▶ [SHORT EXERCISE]: Count the lines of the records below that contain the string "saree", and give only that number.

(Coordinate annotation entries)
━━━━━━━━
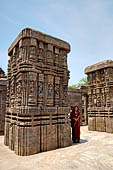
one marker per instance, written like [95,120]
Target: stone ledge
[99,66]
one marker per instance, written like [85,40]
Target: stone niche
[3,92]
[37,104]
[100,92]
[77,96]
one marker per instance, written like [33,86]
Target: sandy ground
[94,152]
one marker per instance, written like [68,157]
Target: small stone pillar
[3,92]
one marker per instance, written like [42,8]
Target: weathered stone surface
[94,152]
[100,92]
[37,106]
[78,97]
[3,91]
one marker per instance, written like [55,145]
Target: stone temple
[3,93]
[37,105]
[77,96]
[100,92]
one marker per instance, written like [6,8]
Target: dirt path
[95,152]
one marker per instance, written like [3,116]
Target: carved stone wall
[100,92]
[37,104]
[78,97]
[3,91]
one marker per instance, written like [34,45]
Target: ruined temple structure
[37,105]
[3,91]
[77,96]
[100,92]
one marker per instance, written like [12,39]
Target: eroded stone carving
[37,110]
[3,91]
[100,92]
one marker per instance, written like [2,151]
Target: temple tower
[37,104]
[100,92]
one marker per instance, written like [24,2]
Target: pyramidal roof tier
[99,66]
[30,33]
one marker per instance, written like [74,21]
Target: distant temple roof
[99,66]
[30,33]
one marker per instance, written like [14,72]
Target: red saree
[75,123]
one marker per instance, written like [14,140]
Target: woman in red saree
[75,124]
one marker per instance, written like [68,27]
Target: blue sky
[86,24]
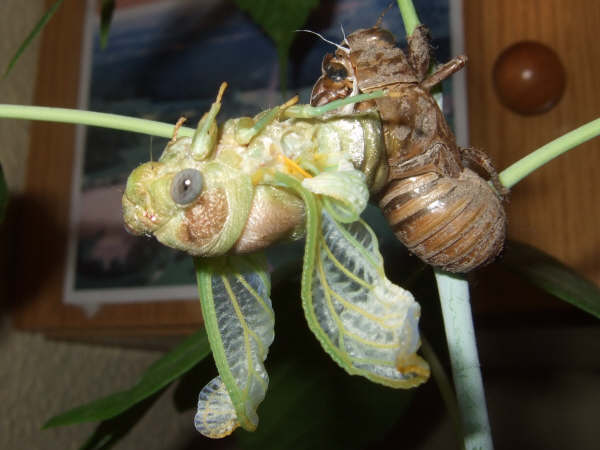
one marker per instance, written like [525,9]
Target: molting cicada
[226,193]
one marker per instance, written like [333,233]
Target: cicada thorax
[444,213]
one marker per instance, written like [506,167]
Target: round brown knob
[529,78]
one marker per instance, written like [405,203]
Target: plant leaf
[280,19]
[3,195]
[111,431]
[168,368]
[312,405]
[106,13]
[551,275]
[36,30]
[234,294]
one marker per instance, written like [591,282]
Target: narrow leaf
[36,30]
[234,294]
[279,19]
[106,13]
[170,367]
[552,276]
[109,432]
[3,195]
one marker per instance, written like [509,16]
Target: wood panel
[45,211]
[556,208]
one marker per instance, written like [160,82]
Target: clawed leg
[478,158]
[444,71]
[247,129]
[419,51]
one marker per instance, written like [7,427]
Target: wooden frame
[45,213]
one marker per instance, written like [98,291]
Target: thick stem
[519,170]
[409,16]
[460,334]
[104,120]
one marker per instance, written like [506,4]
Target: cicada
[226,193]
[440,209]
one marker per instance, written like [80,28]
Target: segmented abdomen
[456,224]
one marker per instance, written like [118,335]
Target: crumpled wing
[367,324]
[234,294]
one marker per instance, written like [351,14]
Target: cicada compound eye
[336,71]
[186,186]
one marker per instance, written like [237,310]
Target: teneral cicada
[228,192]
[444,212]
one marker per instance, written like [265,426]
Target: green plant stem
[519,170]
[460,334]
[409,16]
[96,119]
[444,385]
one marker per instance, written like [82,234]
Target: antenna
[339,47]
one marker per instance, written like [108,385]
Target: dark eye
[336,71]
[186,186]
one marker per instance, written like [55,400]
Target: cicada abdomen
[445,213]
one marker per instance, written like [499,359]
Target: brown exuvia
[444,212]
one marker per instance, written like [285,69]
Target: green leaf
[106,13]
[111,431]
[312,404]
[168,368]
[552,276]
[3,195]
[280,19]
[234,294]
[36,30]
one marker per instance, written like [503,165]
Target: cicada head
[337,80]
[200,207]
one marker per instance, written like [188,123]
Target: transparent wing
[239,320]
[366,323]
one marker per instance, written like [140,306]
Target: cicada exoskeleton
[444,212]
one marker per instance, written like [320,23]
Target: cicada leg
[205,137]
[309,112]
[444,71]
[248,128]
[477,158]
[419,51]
━━━━━━━━
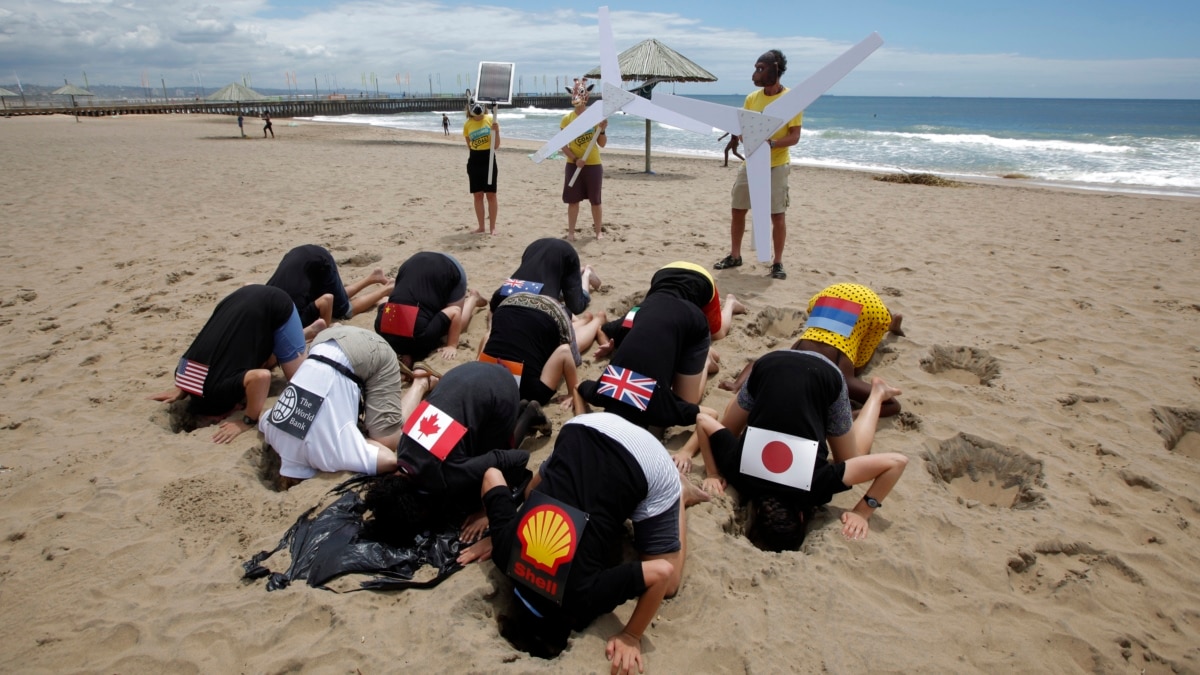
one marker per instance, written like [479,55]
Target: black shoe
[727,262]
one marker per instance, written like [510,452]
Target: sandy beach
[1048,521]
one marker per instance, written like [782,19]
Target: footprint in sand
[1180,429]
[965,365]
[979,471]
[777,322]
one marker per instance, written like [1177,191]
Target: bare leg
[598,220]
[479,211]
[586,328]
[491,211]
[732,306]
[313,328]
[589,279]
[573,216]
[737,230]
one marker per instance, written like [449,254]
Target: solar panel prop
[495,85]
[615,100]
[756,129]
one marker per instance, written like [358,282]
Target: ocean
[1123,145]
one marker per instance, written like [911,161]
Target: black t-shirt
━━━━━━━━
▶ [THE RESPONSE]: 2